What the exercise asks =>
Please copy out every line in the records below that includes the word "above".

Exercise materials =>

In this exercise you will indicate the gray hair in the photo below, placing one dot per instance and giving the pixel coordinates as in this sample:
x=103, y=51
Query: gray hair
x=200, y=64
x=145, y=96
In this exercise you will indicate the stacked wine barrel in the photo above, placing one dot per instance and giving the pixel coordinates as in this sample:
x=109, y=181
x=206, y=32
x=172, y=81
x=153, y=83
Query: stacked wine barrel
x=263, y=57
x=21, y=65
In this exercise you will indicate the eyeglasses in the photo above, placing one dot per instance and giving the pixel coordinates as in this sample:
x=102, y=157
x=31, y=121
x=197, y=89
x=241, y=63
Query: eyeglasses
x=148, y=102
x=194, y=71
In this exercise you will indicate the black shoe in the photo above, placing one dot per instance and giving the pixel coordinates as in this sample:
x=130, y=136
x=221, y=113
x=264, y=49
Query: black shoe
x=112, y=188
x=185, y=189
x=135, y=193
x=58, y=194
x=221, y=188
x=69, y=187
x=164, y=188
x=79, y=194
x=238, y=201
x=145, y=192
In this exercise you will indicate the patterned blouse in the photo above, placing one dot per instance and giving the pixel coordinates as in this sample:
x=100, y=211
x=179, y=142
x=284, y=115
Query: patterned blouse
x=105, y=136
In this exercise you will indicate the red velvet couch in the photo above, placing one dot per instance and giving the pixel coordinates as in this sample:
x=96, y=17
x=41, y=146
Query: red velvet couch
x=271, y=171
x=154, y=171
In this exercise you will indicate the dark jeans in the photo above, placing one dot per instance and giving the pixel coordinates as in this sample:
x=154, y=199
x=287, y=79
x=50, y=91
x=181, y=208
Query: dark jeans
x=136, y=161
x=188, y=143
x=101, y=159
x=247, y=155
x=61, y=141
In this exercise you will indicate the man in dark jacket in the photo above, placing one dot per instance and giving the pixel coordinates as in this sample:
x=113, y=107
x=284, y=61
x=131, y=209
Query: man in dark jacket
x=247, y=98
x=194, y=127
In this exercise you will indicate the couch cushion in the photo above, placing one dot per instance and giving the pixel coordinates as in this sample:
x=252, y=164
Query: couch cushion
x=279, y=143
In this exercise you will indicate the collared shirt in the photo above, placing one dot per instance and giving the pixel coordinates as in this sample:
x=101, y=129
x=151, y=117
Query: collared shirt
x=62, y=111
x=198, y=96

Response area =>
In this exercise you will indicate the stacked wine barrel in the photo above, placing one dot per instance and giving the pixel coordinates as in this sample:
In this exercise you will indicate the eyeglasses in the photo above, placing one dot per instance and giving the pixel coordinates as in this sample:
In this exercise you will indicate the black shoe in the photo above, placing one dot per instance and giving the pixel coordinates as in this sample:
In this exercise you will indicate the patterned blouse in the photo above, placing one dot per instance and giving the pixel coordinates as in this sample:
In this exercise you will indicate the red velvet couch in the photo above, placing one dot per instance and giving the pixel coordinates as in this sample:
In this exercise you will indicate the dark jeans in the photo above, placing one dot per instance and giving the pixel coordinates as in this sample:
In this exercise you will indicate the man in dark jacket in the photo above, placing one dot per instance and giving the pixel coordinates as in this sample:
In this exercise you will indicate the couch cushion in the photo above, placing one dot per instance and giving the pixel coordinates as in this sample:
In this exercise you will indicate the collared shirt in the photo above, placing one dot per instance and giving the pixel coordinates as in this sample:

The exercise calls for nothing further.